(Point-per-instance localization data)
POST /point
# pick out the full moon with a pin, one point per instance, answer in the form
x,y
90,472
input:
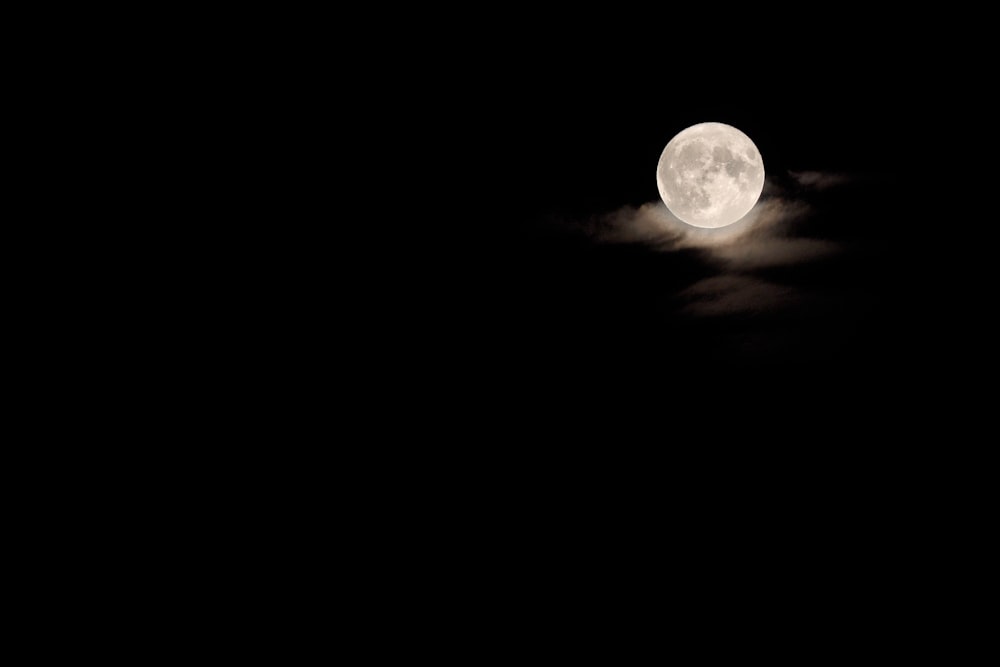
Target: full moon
x,y
710,175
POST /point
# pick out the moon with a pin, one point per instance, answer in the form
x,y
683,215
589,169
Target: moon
x,y
710,175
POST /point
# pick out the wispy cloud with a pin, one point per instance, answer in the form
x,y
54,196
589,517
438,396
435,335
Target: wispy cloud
x,y
819,180
730,294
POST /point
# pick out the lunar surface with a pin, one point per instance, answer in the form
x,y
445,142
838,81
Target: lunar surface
x,y
710,175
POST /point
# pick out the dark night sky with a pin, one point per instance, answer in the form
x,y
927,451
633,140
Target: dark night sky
x,y
572,132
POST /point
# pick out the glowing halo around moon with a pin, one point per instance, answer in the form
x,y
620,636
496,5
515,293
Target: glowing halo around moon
x,y
710,175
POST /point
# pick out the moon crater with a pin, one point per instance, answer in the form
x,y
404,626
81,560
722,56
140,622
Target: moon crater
x,y
710,175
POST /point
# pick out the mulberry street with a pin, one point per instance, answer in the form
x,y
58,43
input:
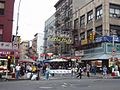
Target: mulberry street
x,y
66,84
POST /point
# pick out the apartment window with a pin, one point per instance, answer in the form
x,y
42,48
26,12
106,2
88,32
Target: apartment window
x,y
2,7
98,31
89,16
76,25
76,40
114,11
82,20
99,12
115,29
89,32
1,32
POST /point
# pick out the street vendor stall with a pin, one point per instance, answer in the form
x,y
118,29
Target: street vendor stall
x,y
3,68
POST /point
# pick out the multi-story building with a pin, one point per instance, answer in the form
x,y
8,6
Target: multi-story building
x,y
23,49
49,35
97,29
6,22
63,25
36,46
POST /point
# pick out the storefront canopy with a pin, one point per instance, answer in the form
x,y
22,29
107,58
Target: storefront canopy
x,y
26,61
97,57
56,60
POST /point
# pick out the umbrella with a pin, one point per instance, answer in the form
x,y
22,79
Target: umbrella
x,y
26,60
57,60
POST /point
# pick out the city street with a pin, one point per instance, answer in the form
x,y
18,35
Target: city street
x,y
63,84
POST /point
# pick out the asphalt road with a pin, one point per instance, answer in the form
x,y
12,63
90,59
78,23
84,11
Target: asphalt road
x,y
64,84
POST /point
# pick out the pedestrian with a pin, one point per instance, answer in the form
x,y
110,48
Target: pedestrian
x,y
80,70
105,71
47,72
17,70
88,70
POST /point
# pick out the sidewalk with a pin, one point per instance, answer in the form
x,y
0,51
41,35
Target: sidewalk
x,y
66,76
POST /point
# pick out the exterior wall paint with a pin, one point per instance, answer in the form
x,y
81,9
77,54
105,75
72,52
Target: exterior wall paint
x,y
7,20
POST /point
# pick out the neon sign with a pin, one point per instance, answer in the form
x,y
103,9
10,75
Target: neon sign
x,y
60,39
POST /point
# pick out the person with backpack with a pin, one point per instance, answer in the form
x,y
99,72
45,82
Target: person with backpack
x,y
80,70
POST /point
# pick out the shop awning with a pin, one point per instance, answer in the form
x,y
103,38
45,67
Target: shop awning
x,y
97,57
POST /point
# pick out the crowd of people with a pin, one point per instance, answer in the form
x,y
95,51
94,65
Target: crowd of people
x,y
35,70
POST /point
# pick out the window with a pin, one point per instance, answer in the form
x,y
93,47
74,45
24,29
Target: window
x,y
99,12
82,20
2,7
114,11
88,33
89,16
1,33
98,31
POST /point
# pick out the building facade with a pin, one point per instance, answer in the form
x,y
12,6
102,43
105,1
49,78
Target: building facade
x,y
63,25
23,49
96,29
49,35
6,20
6,23
89,29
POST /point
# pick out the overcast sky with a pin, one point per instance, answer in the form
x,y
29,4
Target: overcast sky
x,y
32,16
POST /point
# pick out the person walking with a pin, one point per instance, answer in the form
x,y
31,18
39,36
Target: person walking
x,y
80,70
105,71
88,70
17,70
47,72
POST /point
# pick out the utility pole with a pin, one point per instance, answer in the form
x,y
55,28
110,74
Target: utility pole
x,y
16,39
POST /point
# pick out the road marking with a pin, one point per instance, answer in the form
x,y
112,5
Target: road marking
x,y
46,87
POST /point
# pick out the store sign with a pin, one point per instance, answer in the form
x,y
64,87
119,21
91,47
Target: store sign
x,y
107,39
5,45
61,39
79,53
84,42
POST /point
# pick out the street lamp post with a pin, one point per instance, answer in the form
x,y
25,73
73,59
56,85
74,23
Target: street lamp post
x,y
16,39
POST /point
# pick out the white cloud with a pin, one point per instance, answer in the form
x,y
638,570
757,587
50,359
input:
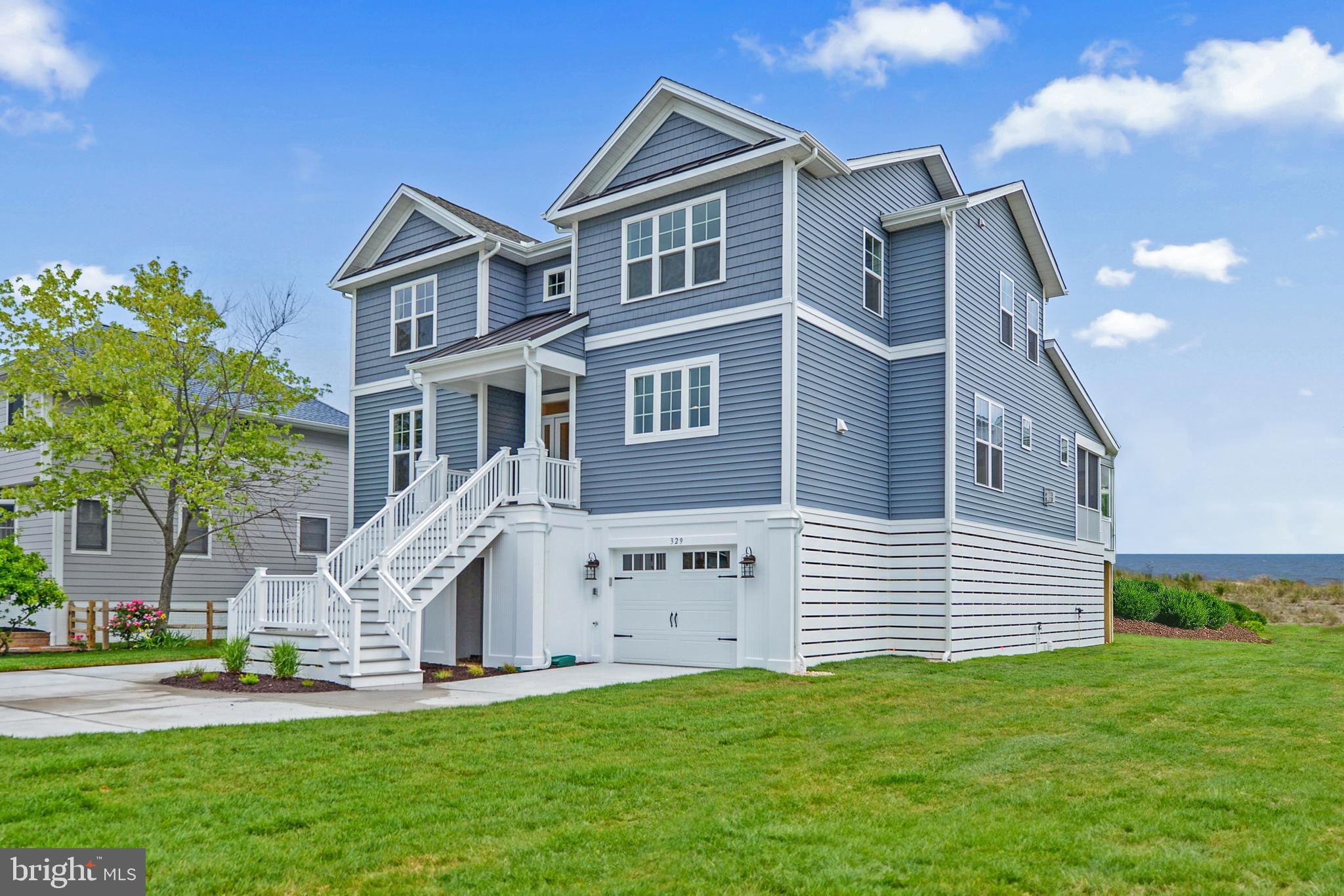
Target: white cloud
x,y
1210,261
1109,54
1117,328
1226,83
877,37
92,277
1108,275
34,51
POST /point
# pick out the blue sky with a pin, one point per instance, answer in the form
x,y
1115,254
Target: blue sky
x,y
256,142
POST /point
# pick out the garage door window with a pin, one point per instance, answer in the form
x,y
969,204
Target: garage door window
x,y
706,561
644,562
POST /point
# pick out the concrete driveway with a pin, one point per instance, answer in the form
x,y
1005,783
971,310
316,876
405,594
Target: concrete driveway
x,y
127,699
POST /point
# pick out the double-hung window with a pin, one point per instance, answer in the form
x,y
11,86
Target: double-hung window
x,y
990,443
674,249
1005,310
408,439
92,527
556,284
414,315
1034,329
873,272
673,401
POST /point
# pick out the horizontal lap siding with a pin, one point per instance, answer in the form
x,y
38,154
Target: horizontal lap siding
x,y
1004,375
417,233
917,437
678,142
836,379
1007,586
753,256
832,214
915,295
374,319
738,466
509,292
872,589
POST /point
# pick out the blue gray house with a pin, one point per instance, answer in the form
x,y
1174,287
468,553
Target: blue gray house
x,y
754,405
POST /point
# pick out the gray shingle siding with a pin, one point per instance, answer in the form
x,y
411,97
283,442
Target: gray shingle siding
x,y
832,214
753,262
374,359
917,437
417,233
837,379
915,301
1004,375
679,140
738,466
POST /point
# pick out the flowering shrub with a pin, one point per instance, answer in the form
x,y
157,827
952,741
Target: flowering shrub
x,y
132,621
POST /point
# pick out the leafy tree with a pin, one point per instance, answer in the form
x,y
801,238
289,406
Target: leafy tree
x,y
177,411
23,590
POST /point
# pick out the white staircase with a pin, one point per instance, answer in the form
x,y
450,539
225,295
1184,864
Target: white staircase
x,y
358,619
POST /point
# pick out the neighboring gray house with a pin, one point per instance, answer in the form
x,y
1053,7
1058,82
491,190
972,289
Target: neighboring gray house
x,y
116,554
740,347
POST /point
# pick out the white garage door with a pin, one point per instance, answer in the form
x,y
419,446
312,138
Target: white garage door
x,y
678,607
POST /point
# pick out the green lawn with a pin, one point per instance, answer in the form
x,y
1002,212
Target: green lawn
x,y
1152,765
114,657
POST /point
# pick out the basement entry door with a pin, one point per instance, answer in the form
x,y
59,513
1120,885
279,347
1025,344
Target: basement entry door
x,y
678,607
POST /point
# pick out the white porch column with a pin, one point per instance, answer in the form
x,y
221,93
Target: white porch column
x,y
533,452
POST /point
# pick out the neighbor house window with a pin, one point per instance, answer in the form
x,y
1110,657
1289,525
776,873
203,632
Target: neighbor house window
x,y
414,315
312,534
1005,310
1034,329
990,443
873,272
408,437
556,284
198,539
92,525
674,249
673,401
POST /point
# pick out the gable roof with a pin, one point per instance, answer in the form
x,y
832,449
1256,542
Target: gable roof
x,y
1076,388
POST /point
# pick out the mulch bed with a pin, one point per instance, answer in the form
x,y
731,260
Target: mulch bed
x,y
1227,633
268,684
460,674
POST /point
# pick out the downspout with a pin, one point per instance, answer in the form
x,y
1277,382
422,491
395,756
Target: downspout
x,y
949,484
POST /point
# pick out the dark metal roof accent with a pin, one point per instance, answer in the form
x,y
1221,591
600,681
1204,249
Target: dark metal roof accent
x,y
476,219
678,170
520,331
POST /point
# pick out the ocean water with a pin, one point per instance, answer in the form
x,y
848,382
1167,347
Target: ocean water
x,y
1314,569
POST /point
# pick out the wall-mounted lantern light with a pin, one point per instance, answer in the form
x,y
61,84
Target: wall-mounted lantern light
x,y
749,565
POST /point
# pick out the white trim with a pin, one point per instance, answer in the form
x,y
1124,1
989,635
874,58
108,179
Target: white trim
x,y
866,272
687,247
867,343
210,539
546,284
299,534
709,320
74,529
414,317
684,430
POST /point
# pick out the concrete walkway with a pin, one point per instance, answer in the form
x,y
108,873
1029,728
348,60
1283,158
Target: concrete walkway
x,y
105,699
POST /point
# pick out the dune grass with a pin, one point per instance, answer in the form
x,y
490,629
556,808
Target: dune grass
x,y
110,657
1154,765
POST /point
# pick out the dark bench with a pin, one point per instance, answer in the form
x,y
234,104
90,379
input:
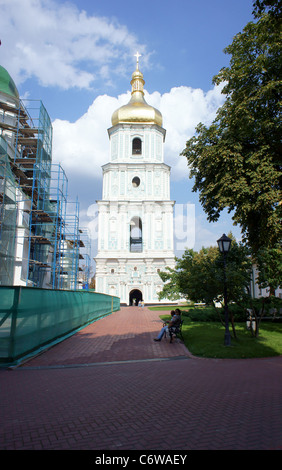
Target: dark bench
x,y
176,331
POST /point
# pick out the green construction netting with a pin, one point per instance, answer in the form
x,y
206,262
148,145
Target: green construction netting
x,y
31,318
8,219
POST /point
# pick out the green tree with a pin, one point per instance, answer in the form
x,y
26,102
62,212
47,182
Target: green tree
x,y
236,161
199,276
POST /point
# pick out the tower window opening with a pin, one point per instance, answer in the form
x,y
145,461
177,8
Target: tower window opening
x,y
136,242
136,182
136,146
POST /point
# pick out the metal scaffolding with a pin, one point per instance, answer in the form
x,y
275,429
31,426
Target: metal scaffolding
x,y
34,203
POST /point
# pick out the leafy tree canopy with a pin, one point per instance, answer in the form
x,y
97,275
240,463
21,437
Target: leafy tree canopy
x,y
199,276
236,161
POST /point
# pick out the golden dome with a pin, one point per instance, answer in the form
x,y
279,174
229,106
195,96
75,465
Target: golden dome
x,y
137,110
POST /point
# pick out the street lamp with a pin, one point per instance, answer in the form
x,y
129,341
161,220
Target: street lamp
x,y
224,244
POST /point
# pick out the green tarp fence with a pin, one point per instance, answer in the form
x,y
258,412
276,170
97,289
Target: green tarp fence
x,y
32,318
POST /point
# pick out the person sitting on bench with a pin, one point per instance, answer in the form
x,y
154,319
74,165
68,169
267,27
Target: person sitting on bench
x,y
174,321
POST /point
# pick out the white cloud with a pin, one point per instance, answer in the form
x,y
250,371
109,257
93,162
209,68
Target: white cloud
x,y
61,45
82,147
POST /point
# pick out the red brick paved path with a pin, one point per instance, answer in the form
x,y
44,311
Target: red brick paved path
x,y
110,386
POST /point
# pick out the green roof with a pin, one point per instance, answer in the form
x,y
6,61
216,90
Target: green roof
x,y
7,84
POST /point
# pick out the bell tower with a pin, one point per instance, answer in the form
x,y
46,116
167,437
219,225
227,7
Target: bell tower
x,y
135,215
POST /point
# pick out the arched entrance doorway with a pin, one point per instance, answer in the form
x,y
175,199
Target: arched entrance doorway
x,y
135,296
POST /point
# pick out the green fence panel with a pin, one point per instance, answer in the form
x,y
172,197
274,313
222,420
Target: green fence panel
x,y
31,318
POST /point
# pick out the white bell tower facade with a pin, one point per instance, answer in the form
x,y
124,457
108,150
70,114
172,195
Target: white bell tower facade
x,y
135,215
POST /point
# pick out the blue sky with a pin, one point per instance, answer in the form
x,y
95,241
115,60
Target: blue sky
x,y
78,57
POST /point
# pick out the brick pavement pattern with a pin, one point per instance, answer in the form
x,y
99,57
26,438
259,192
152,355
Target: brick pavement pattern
x,y
110,387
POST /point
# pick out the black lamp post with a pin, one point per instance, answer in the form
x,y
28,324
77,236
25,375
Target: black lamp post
x,y
224,244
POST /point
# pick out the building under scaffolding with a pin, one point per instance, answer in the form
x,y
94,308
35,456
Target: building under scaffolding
x,y
41,243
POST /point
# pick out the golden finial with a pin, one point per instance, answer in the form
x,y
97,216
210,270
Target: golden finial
x,y
137,55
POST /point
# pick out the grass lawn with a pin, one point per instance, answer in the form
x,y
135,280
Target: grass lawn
x,y
206,339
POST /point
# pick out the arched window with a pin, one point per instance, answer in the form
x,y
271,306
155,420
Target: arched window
x,y
136,146
136,244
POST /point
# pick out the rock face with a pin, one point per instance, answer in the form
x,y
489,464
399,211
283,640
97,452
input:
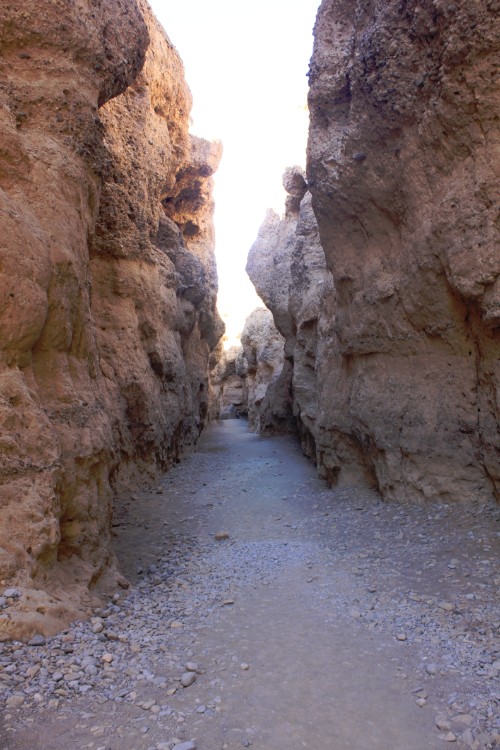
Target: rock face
x,y
229,398
402,169
396,359
262,367
107,288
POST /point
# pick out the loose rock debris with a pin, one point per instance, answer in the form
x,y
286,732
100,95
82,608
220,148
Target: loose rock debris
x,y
407,590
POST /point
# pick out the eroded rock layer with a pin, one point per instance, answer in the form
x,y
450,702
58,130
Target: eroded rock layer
x,y
108,283
396,361
402,166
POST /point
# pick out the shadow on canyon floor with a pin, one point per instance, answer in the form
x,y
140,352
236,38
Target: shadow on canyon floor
x,y
325,618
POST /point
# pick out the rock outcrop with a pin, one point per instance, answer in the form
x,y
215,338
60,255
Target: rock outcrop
x,y
287,267
402,345
107,279
264,371
228,397
402,170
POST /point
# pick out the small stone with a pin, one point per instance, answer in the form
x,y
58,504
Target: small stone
x,y
37,640
442,723
188,678
15,701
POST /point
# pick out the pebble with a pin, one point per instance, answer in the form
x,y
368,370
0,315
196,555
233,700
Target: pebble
x,y
442,722
37,640
198,578
187,679
15,701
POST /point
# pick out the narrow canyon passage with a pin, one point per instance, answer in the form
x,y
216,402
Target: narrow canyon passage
x,y
326,618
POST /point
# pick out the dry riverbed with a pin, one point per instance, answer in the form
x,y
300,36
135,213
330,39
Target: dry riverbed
x,y
316,619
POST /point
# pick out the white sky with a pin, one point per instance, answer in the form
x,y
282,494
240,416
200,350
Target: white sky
x,y
246,65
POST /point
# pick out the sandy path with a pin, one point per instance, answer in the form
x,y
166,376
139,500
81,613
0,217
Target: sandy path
x,y
324,595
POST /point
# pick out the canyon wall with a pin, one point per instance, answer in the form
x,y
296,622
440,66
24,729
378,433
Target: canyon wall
x,y
108,283
253,380
396,381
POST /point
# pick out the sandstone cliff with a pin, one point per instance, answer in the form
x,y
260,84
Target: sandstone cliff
x,y
107,278
396,376
264,371
402,168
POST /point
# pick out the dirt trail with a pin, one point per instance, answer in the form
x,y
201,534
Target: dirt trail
x,y
319,623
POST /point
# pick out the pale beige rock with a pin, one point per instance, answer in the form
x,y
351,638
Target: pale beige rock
x,y
261,364
388,310
402,168
105,326
228,388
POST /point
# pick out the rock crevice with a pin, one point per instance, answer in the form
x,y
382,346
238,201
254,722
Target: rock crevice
x,y
108,287
395,363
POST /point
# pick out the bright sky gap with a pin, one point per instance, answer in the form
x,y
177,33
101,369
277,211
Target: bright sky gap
x,y
246,66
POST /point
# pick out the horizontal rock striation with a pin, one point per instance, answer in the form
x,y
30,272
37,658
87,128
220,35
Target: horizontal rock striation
x,y
260,363
402,171
107,288
388,295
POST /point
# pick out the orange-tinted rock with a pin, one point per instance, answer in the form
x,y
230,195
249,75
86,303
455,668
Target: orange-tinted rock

▶ _Problem description_
Check each line of the data above for the word "tinted" and copy the ones where it is found.

▶ _Task output_
# pick out the orange-tinted rock with a pin, one point per instance, answer in the form
Target: orange-tinted rock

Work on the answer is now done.